Atualizado: 5 de jun. de 2024

Sinopse: Do interior deste nosso Brasil, de seus campos, suas fazendas e suas exuberantes florestas, procedem os relatos mais incríveis, as histórias mais assustadoras que poderiam, sem sombra de dúvidas, fazer inveja aos clássicos de fantasmas estrangeiros.
Baseado em fatos absolutamente verídicos, nosso autor faz uma descrição de seus dias de férias quando saía da capital para passar seu descanso escolar, na cidade de sua família, no interior das Minas Gerais, terra de contos e de lendas.
Prematuramente, nosso personagem se vê às voltas com o inexplicável e o sobrenatural. Como já bem disse o nosso autor: há coisas que crianças não deveriam ter de lidar, mas como guardá-las do mundo? Como protegê-las do que está rondando por aí?

(Registros de rotulagem de contornos)
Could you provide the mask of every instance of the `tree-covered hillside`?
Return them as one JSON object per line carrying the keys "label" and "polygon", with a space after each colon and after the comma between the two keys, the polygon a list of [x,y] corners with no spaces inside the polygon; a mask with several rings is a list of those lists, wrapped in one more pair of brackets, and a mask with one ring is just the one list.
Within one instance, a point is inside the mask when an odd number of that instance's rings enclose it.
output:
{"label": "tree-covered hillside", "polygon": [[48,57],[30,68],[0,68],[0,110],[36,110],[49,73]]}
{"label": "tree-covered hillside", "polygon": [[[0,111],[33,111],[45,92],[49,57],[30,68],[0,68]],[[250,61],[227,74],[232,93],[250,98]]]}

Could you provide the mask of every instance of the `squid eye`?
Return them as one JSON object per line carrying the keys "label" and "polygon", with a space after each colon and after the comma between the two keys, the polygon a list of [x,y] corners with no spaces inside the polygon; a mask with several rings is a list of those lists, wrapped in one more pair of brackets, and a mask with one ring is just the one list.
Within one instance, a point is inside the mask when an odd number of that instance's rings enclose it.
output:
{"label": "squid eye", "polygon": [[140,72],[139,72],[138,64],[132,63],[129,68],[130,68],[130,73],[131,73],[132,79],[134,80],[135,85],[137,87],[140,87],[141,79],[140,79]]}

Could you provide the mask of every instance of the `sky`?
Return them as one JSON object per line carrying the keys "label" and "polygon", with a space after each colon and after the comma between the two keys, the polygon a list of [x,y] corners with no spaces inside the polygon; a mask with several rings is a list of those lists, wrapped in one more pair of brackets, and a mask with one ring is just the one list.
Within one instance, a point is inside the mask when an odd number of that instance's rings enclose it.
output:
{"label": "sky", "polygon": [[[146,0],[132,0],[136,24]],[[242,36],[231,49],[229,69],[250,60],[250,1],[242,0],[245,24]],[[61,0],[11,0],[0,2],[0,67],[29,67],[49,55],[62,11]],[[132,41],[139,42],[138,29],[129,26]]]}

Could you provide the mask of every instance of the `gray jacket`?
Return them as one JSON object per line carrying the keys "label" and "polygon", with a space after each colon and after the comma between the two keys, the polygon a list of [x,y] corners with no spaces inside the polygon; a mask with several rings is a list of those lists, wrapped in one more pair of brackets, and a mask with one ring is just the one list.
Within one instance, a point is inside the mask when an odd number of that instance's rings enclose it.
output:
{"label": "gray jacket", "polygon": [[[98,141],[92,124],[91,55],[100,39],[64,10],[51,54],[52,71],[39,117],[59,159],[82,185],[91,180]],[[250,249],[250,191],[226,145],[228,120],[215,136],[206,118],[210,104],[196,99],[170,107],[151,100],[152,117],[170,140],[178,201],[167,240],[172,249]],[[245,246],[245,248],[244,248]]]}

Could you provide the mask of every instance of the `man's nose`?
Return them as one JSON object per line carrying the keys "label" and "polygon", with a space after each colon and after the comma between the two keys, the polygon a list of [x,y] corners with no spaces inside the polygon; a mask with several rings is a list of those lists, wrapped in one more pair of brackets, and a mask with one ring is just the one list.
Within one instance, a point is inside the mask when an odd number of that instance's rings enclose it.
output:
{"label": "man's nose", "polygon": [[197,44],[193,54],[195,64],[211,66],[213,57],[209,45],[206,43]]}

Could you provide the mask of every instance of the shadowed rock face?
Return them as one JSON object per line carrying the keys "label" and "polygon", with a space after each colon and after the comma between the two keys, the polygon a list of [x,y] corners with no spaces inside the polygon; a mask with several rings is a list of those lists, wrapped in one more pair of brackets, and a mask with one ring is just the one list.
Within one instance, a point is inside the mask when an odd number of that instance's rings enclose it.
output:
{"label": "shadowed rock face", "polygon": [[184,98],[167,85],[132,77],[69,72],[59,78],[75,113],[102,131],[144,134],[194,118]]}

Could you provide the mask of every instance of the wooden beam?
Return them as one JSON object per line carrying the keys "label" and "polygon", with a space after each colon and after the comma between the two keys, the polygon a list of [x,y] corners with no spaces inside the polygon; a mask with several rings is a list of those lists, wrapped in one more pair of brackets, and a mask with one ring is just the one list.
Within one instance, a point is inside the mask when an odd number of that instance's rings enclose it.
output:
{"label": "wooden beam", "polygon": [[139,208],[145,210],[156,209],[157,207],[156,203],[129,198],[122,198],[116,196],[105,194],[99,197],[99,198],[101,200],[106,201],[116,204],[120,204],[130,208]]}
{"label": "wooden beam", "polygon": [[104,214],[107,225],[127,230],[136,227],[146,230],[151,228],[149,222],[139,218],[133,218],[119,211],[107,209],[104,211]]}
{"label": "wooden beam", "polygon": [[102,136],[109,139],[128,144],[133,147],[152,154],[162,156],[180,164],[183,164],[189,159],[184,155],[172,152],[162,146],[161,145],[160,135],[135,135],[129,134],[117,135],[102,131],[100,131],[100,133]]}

» Enunciado da tarefa 1
Transcreva fielmente o trecho da sinopse que começa nas palavras "Sinopse: Do interior" e termina após "rondando por aí?".
» Enunciado da tarefa 2
Segundo a sinopse, onde ficava a cidade da família do autor, para a qual ele ia nas férias escolares?

» Resposta completa 1
Sinopse: Do interior deste nosso Brasil, de seus campos, suas fazendas e suas exuberantes florestas, procedem os relatos mais incríveis, as histórias mais assustadoras que poderiam, sem sombra de dúvidas, fazer inveja aos clássicos de fantasmas estrangeiros.
Baseado em fatos absolutamente verídicos, nosso autor faz uma descrição de seus dias de férias quando saía da capital para passar seu descanso escolar, na cidade de sua família, no interior das Minas Gerais, terra de contos e de lendas.
Prematuramente, nosso personagem se vê às voltas com o inexplicável e o sobrenatural. Como já bem disse o nosso autor: há coisas que crianças não deveriam ter de lidar, mas como guardá-las do mundo? Como protegê-las do que está rondando por aí?

» Resposta completa 2
Ficava no interior das Minas Gerais.